_What to produce_
For the records that follow, give the number of lines containing the word "below", with no added text.

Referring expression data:

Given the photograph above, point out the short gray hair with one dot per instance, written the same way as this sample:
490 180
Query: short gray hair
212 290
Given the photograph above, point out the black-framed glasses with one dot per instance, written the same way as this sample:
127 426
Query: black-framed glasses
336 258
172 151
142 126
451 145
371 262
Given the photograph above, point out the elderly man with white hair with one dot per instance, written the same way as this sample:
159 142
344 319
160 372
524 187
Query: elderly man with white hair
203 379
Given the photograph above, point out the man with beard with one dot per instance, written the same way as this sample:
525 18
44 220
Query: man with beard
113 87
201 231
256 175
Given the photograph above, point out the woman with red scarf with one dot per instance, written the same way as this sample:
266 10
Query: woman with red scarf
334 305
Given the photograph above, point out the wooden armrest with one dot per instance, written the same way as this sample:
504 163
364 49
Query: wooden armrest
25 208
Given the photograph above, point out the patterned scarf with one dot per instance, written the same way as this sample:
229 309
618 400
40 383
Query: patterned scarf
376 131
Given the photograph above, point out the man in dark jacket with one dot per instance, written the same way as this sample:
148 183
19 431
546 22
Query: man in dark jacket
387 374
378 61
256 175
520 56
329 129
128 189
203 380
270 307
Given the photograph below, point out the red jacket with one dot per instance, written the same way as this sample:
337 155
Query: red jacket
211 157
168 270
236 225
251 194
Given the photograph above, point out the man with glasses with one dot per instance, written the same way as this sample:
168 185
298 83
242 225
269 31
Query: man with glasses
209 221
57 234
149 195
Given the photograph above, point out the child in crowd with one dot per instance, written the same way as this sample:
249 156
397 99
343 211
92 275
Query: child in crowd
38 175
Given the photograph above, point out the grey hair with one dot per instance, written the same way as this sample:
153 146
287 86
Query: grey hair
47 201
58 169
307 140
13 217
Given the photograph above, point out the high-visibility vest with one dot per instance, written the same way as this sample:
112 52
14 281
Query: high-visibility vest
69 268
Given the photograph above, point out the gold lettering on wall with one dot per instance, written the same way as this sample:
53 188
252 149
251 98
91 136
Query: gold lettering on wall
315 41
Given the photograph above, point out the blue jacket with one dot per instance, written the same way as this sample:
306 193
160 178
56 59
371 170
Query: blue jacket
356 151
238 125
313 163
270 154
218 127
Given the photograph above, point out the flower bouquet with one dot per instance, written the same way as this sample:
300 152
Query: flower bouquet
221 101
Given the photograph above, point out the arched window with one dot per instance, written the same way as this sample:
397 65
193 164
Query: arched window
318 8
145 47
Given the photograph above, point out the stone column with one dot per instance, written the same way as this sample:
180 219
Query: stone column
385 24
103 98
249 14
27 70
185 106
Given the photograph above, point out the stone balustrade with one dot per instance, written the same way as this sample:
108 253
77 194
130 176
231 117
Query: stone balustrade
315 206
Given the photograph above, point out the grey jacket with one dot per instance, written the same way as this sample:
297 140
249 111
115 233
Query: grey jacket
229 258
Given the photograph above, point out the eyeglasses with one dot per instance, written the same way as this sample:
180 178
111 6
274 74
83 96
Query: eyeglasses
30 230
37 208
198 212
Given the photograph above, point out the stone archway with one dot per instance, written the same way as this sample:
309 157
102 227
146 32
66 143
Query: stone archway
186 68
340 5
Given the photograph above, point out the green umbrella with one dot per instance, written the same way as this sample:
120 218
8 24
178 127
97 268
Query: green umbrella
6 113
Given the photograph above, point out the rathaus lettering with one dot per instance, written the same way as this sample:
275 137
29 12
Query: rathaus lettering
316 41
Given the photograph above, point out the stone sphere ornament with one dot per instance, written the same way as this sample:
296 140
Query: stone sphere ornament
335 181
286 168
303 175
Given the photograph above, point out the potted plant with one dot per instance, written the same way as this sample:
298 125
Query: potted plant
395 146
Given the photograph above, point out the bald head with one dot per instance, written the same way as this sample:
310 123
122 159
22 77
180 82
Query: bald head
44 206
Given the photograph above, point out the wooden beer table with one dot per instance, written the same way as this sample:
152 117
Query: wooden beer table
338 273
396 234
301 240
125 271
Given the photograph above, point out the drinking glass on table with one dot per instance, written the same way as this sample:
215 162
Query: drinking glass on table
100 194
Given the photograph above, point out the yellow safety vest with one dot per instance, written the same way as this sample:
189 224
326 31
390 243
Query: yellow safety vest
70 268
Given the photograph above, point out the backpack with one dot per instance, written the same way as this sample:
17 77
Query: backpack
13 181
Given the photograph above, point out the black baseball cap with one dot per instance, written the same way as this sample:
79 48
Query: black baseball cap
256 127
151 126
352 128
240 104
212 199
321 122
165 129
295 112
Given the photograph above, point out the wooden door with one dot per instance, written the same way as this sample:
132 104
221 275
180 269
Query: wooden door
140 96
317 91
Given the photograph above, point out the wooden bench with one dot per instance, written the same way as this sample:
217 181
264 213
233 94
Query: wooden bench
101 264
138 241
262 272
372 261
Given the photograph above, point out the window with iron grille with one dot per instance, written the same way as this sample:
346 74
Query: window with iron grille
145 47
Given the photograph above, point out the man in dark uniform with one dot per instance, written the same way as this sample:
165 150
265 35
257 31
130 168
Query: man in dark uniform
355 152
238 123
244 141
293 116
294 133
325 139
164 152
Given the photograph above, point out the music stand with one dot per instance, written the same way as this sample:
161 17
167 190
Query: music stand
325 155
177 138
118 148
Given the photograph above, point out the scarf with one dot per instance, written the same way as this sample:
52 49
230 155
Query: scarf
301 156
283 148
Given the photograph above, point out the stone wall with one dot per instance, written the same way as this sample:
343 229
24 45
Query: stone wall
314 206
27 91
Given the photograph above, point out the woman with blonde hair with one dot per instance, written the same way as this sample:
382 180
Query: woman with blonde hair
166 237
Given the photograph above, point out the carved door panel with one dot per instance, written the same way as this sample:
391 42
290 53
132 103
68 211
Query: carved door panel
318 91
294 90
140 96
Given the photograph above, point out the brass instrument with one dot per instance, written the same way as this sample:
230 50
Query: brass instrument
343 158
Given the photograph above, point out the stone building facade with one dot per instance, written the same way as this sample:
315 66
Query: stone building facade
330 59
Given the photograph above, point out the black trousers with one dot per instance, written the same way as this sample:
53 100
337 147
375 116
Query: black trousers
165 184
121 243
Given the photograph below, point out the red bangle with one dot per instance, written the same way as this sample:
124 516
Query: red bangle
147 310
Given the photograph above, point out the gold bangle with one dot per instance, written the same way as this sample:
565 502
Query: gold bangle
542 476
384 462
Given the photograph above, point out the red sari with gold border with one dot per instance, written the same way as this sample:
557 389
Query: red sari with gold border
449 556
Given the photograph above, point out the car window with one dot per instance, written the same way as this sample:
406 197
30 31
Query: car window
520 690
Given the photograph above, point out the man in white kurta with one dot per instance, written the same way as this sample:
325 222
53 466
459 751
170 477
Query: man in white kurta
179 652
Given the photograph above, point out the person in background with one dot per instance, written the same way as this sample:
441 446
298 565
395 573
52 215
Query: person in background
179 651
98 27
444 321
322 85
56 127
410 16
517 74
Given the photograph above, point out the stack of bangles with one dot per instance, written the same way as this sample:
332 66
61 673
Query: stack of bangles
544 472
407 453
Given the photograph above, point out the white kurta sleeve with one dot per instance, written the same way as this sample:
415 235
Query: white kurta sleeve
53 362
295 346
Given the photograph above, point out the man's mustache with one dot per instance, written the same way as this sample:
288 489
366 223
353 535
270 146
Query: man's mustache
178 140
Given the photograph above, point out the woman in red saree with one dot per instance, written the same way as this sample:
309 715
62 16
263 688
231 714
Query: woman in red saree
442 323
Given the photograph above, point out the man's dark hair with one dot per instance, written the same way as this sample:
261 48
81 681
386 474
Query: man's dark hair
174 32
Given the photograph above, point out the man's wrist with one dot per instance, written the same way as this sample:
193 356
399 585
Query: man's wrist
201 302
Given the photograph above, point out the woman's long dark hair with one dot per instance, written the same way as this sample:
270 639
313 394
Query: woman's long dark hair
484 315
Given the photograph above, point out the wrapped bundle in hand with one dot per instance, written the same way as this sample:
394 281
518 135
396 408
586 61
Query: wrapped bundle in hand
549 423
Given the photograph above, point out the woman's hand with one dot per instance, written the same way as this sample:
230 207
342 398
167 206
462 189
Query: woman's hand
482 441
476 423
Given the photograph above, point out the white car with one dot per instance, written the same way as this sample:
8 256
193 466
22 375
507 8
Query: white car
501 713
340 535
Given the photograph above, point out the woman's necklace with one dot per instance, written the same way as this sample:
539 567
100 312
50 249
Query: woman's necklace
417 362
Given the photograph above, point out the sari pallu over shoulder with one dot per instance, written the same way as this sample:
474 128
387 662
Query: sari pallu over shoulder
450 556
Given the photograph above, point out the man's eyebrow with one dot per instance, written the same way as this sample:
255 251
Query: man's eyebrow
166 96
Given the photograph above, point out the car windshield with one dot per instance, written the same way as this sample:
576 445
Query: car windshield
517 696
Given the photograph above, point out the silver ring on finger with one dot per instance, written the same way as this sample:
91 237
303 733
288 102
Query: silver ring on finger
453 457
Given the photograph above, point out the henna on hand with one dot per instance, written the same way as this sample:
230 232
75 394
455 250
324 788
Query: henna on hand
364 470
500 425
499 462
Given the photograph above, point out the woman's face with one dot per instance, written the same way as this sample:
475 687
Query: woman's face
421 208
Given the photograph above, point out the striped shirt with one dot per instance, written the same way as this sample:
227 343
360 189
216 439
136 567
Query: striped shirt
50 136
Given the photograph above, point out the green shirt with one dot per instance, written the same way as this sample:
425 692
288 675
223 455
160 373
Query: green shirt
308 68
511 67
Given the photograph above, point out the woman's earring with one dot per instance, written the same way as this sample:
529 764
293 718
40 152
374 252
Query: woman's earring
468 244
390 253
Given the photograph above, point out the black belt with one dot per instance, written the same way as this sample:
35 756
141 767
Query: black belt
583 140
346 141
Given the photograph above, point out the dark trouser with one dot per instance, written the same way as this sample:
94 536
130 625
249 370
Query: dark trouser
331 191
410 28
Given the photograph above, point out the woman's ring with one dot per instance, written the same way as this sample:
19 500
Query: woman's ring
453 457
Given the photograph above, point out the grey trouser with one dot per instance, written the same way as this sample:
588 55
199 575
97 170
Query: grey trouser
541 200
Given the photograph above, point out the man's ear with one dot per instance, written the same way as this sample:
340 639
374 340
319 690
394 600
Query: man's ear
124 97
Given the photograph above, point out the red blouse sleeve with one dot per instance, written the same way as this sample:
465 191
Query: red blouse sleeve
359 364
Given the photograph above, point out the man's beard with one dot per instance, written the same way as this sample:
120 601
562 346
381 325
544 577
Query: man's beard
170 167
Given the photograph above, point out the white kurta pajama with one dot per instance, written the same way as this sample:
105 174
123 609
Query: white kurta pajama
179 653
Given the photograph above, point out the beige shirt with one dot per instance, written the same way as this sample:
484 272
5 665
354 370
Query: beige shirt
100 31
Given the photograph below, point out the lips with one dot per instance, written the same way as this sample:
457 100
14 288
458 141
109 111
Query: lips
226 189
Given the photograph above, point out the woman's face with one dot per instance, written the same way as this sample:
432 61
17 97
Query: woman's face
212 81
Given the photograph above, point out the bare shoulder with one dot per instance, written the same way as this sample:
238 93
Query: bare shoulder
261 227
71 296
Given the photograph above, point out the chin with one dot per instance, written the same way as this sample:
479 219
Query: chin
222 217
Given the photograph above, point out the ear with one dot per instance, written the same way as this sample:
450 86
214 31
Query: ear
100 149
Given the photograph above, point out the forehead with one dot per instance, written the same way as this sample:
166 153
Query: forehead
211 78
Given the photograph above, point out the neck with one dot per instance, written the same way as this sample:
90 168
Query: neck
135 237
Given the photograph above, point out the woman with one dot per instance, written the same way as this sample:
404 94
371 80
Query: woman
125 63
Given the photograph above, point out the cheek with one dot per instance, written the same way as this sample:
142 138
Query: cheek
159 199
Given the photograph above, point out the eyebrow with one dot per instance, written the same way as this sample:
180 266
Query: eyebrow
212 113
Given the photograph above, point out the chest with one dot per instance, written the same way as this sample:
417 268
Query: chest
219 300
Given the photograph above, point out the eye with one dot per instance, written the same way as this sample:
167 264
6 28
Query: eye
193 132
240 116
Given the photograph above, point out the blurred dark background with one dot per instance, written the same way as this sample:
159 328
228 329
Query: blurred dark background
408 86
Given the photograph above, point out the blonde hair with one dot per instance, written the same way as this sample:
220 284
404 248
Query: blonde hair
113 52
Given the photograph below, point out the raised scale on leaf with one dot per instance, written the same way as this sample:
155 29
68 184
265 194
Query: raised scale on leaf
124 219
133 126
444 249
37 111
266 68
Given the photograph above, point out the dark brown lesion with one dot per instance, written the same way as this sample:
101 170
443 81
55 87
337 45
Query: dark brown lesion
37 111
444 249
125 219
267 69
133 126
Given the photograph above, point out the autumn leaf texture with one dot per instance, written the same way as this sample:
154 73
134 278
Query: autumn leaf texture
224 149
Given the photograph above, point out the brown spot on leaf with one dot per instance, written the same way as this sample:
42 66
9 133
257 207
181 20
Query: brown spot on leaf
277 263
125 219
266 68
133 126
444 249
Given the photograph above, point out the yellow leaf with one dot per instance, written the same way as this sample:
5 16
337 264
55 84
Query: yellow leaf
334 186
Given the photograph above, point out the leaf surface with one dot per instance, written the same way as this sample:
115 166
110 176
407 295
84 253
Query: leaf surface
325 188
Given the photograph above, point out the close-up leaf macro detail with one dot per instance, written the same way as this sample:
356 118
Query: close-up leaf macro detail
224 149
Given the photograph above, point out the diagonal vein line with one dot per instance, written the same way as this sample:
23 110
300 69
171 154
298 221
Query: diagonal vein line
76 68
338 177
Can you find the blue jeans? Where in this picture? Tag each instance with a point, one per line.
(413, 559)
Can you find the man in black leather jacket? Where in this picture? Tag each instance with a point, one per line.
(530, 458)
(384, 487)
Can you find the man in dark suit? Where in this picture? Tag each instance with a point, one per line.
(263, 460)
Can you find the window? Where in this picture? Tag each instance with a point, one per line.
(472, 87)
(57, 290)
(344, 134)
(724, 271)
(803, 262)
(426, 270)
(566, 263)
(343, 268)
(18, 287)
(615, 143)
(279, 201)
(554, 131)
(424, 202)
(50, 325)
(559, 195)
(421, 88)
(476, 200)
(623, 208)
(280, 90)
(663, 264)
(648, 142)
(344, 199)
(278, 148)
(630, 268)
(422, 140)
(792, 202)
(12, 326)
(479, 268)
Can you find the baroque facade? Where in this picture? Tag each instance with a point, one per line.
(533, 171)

_Reply_
4